» YOUR ASSIGNMENT
Find the line that contains "Query: wooden beam". Output it and every line after it to the end of the records, exactly as they appear.
* * * *
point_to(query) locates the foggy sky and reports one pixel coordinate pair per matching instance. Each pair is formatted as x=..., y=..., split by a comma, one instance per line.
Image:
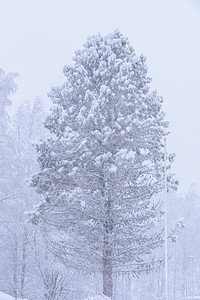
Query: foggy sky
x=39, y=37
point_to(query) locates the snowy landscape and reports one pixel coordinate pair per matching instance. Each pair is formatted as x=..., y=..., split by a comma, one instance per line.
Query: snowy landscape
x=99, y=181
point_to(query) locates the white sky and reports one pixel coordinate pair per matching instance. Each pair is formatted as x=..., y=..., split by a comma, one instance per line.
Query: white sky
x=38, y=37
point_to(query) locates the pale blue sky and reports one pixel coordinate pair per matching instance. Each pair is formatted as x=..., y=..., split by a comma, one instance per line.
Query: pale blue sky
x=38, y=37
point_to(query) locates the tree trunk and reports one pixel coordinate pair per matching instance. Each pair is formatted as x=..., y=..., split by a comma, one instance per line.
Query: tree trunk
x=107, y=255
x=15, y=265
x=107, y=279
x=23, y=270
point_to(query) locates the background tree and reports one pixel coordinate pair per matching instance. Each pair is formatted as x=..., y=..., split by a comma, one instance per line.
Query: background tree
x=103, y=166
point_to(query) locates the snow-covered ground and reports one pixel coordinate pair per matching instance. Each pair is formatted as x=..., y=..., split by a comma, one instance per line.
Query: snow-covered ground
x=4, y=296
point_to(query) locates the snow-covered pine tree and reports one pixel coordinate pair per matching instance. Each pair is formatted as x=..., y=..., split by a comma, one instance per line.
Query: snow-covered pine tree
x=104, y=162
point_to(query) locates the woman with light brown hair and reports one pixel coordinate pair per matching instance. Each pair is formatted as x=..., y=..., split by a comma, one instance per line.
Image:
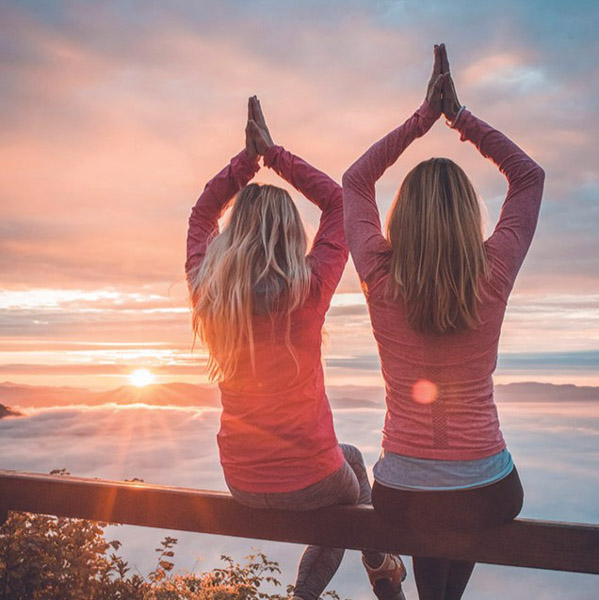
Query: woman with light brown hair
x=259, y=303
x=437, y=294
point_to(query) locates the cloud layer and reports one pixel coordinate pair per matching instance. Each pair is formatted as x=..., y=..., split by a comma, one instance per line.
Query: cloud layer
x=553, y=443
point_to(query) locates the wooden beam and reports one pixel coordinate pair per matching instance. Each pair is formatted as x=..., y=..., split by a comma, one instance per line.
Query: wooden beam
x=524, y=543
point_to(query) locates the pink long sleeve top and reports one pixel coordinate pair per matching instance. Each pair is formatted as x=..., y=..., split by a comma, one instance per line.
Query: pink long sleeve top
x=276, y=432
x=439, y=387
* * * *
» ANSWER BELOW
Query: wooden beam
x=524, y=543
point_to(query) locates the pink long sleeve top and reports one pixel coordinate pair per matching instance. Each pair is formatted as x=..., y=..., split by a comma, one instance per line.
Query: pink long sleeve top
x=276, y=432
x=439, y=387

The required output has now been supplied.